## Text excerpt
Dental trauma refers to trauma (injury) to the teeth and/or periodontium (gums, periodontal ligament, alveolar bone), and nearby soft tissues such as the lips, tongue, etc. The study of dental trauma is called dental traumatology.

Types

Dental injuries
Dental injuries include:
 Enamel infraction
 Enamel fracture
 Enamel-dentine fracture
 Enamel-dentine fracture involving pulp exposure
 Root fracture of tooth

Periodontal injuries 
 Concussion (bruising)
Subluxation of the tooth (tooth knocked loose)
Luxation of the tooth (displaced)
Extrusive
Intrusive
Lateral 
 Avulsion of the tooth (tooth knocked out)

Injuries to supporting bone 

This injury involves the alveolar bone and may extend beyond the alveolus. There are five different types of alveolar fractures: 
 Communicated fracture of the socket wall 
 Fracture of the socket wall
 Dentoalveolar fracture (segmental) 
 Fracture of the maxilla : Le Fort fracture, zygomatic fracture, orbital blowout
 Fracture of the mandible 
Trauma injuries involving the alveolus can be complicated as it does not happen in isolation, very often presents along with other types of tooth tissue injuries.

Signs of dentoalveolar fracture: 
 Change to occlusion
 Multiple teeth moving together as a segment and are normally displaced 
 Bruising of attached gingivae 
 Gingivae across the fracture line often lacerated
Investigation: Require more than one radiographic view to identify the fracture line.

Treatment: Reposition displaced teeth under local anaesthetic and stabilise the mobile segment with a splint for 4 weeks, suture any soft tissue lacerations.

Soft tissue laceration 

Soft tissues injuries are presented commonly in association with dental trauma. Areas normally affected are lips, buccal mucosa, gingivae, frenum and tongue. The most common injuries are lips and gingivae. For lips, important to rule out presence of foreign objects in wounds and lacerations through careful examination. A radiograph can be taken to identify any potential foreign objects.

## Your task
Reproduce the dental trauma text word for word, everything from "Subluxation of the" down to "Dentoalveolar fracture (segmental)".

## Stored data
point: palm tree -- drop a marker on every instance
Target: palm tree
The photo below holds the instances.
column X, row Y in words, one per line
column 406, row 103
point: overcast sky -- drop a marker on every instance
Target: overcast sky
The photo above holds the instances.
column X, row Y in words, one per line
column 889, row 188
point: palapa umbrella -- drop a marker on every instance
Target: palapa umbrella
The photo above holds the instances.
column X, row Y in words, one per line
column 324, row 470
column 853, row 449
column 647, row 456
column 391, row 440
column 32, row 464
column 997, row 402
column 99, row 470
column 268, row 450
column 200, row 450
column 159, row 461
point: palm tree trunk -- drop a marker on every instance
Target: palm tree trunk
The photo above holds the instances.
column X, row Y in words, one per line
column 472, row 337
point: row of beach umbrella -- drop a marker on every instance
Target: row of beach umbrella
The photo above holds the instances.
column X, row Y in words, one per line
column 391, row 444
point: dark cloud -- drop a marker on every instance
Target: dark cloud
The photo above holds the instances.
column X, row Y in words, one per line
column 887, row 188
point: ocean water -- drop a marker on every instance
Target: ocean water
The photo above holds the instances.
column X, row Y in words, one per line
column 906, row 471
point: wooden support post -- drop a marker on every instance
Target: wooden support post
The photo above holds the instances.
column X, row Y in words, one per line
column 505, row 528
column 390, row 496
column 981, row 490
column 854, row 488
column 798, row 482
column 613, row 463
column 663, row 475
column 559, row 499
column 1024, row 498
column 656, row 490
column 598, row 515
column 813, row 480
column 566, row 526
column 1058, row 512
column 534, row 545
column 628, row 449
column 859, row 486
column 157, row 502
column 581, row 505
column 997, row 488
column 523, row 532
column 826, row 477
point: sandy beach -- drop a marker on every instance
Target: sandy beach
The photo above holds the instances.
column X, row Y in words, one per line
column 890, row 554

## Task answer
Subluxation of the tooth (tooth knocked loose)
Luxation of the tooth (displaced)
Extrusive
Intrusive
Lateral 
 Avulsion of the tooth (tooth knocked out)

Injuries to supporting bone 

This injury involves the alveolar bone and may extend beyond the alveolus. There are five different types of alveolar fractures: 
 Communicated fracture of the socket wall 
 Fracture of the socket wall
 Dentoalveolar fracture (segmental)